| Task goal |
Please repeat the data from the line containing "Q: For every instance of the wicker chair" through the end, requests included, offsetting every x and y coordinate in the answers by adding 68. Return only those lines.

| Image object location data |
-.-.-

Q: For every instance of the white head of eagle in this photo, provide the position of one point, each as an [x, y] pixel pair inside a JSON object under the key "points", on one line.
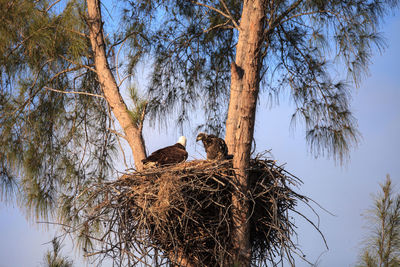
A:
{"points": [[215, 147], [168, 155]]}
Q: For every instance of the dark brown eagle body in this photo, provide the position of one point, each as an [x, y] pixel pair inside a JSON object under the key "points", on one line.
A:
{"points": [[168, 155], [215, 147]]}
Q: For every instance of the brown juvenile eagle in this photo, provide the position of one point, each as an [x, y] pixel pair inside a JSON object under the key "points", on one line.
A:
{"points": [[215, 147], [168, 155]]}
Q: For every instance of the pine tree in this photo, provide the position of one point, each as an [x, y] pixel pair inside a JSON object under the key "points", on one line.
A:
{"points": [[60, 96], [54, 259]]}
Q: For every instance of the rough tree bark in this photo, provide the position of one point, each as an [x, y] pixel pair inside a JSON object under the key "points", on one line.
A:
{"points": [[109, 86], [241, 117]]}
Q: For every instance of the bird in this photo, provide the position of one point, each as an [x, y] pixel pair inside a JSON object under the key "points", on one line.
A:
{"points": [[215, 147], [168, 155]]}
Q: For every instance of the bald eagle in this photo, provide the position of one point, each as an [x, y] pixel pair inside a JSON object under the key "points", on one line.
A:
{"points": [[168, 155], [215, 147]]}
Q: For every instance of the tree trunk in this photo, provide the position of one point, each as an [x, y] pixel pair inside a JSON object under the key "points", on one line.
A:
{"points": [[109, 86], [245, 80]]}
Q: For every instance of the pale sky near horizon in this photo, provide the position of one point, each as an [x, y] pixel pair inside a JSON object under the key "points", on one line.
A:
{"points": [[346, 191]]}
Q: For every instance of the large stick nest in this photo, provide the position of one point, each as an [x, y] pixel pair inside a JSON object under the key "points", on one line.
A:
{"points": [[184, 212]]}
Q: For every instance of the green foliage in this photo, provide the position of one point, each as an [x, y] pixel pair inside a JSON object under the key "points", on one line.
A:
{"points": [[54, 141], [54, 259], [138, 111], [382, 248], [303, 44]]}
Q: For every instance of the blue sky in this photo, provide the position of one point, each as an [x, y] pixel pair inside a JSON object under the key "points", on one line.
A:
{"points": [[346, 191]]}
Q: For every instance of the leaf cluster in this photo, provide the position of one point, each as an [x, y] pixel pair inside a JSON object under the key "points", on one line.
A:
{"points": [[315, 50]]}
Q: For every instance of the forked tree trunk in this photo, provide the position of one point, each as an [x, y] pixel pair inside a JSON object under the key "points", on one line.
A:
{"points": [[109, 86], [245, 79]]}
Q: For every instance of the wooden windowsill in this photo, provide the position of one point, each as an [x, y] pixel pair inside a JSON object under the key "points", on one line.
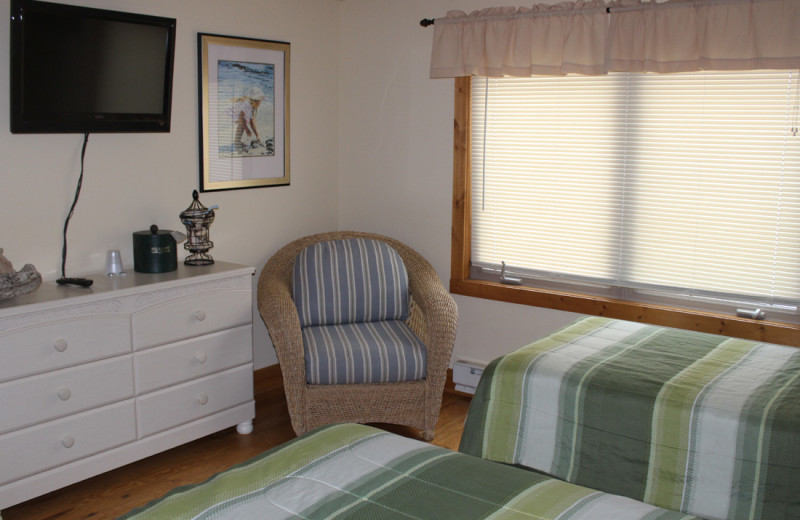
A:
{"points": [[770, 332]]}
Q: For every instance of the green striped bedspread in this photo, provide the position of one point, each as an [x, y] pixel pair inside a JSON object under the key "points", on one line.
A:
{"points": [[359, 472], [694, 422]]}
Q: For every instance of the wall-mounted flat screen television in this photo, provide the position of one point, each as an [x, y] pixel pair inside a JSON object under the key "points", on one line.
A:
{"points": [[83, 70]]}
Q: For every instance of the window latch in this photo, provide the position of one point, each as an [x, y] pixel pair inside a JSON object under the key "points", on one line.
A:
{"points": [[508, 280], [753, 314]]}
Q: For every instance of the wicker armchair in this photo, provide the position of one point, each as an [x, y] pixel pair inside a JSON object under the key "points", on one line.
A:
{"points": [[432, 317]]}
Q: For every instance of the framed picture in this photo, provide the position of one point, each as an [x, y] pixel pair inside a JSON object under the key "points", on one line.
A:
{"points": [[244, 112]]}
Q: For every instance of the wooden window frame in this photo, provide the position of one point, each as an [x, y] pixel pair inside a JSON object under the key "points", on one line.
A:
{"points": [[462, 284]]}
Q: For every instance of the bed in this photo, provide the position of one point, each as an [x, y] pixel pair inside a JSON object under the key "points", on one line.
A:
{"points": [[704, 424], [350, 471]]}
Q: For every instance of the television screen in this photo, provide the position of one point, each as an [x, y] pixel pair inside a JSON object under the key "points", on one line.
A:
{"points": [[83, 70]]}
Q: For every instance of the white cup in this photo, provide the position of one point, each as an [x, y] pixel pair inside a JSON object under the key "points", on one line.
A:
{"points": [[114, 263]]}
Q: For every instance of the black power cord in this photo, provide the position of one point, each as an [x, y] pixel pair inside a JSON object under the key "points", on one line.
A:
{"points": [[83, 282]]}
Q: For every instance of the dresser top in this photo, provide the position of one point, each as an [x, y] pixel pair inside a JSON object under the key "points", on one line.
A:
{"points": [[132, 283]]}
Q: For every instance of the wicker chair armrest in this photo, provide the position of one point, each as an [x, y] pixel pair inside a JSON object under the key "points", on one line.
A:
{"points": [[437, 307], [277, 310]]}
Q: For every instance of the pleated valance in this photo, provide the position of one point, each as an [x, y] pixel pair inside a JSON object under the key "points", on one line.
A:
{"points": [[594, 37]]}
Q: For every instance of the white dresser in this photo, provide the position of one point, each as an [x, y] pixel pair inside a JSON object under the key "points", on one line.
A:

-.-.-

| Written response |
Q: For every instance of the wicker chair armrest in this photo, provide the position of one point, each as an [x, y] pixel pair inside a JSON object under the key "points", on one line.
A:
{"points": [[505, 375], [345, 378]]}
Q: For every instance of the pleated valance in this photo, provide the position of one point, each as an [x, y] pixel pair inside a JSON object under the key "points", on one line.
A:
{"points": [[662, 105]]}
Q: For every instance of the white dresser in this photo, provide the position of one point, each as an [x, y] pixel pair inside a JSON object under the key "points", on one line.
A:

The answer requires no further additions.